=== MATERIAL FOR THIS EXERCISE ===
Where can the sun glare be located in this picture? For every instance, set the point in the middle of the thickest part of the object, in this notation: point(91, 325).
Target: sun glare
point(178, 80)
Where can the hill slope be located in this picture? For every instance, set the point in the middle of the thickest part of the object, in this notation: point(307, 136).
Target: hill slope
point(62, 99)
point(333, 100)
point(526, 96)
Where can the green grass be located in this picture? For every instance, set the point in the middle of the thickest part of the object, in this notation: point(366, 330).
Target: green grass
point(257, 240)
===
=== MATERIAL FOR THIS EXERCISE ===
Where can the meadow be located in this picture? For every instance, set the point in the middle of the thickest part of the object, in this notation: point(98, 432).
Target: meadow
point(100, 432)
===
* _WHAT YOU SHOULD DO_
Everything in the material above from the line that has "Where can the hill" through the line that has "Where can the green" must be duplicated exactly, with no other lines given.

* _EXERCISE RESPONSE_
Where can the hill slope be located in this picture? For every instance, set the point in the middle of the thickest part of the object, in this notation: point(307, 136).
Target: hill slope
point(62, 99)
point(333, 100)
point(526, 96)
Where can the green grass be located in this picture? For every instance, set the point in the middle of the thickest part of the object, in this notation: point(366, 330).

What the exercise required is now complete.